Records
>> Start
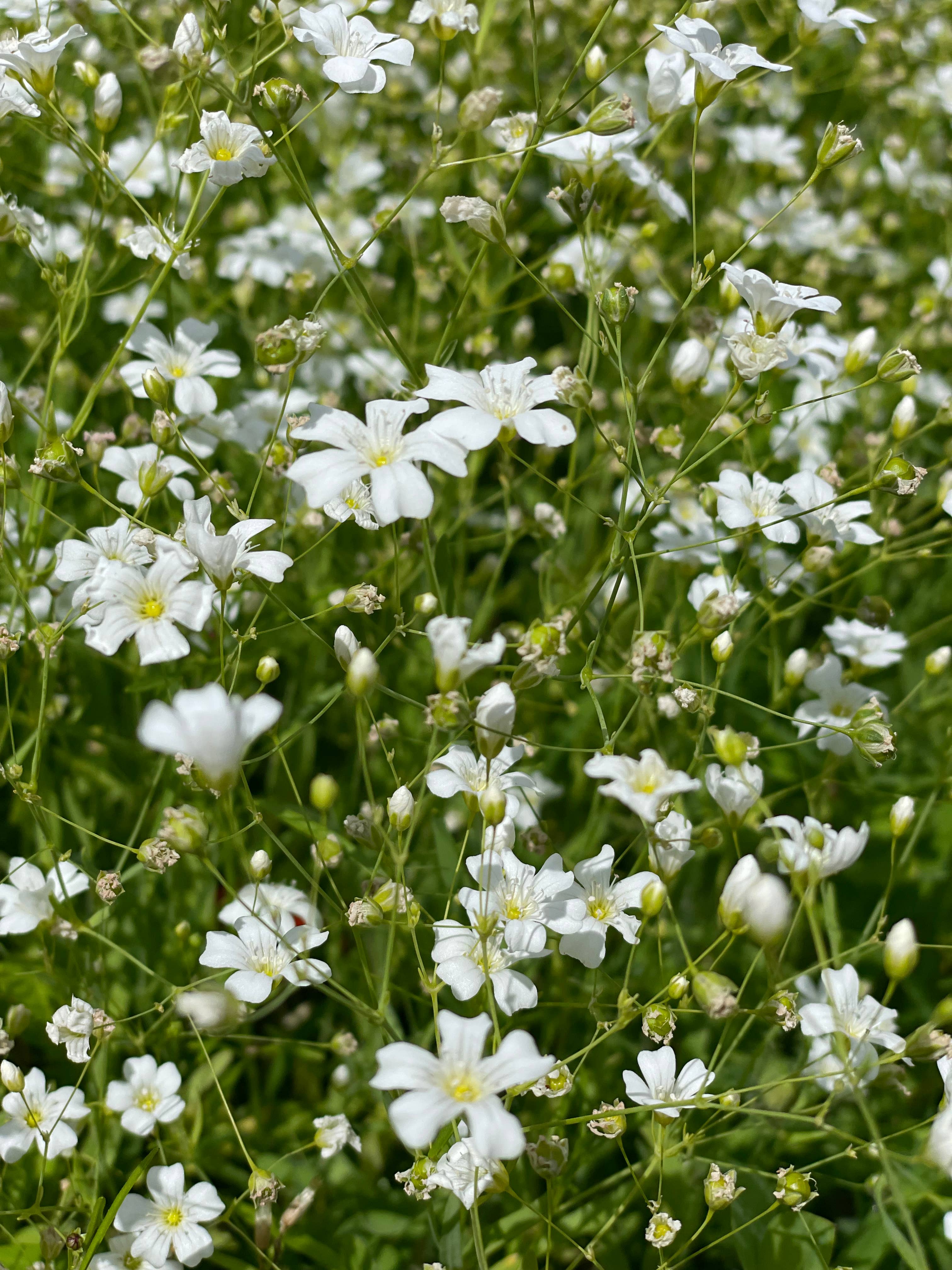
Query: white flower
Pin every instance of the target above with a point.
(172, 1220)
(354, 501)
(183, 361)
(837, 704)
(645, 785)
(455, 660)
(261, 954)
(742, 503)
(660, 1085)
(846, 1013)
(525, 900)
(459, 771)
(25, 897)
(605, 906)
(465, 966)
(223, 556)
(460, 1083)
(209, 727)
(148, 605)
(735, 789)
(228, 152)
(41, 1118)
(334, 1133)
(669, 846)
(380, 450)
(352, 48)
(493, 397)
(148, 1095)
(827, 520)
(820, 17)
(815, 849)
(774, 303)
(145, 473)
(869, 646)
>> End
Reproduce the material above line for line with nothing changed, but leave out the picture.

Answer below:
Query: white flower
Pin every instance of the target above with a point.
(172, 1220)
(354, 501)
(183, 361)
(837, 704)
(645, 785)
(455, 660)
(261, 954)
(742, 503)
(660, 1085)
(846, 1013)
(525, 900)
(459, 771)
(25, 897)
(605, 906)
(465, 966)
(223, 556)
(460, 1083)
(209, 727)
(148, 605)
(735, 789)
(228, 152)
(41, 1118)
(334, 1133)
(669, 846)
(380, 450)
(352, 48)
(493, 397)
(148, 1095)
(827, 520)
(820, 17)
(815, 849)
(774, 303)
(145, 473)
(869, 646)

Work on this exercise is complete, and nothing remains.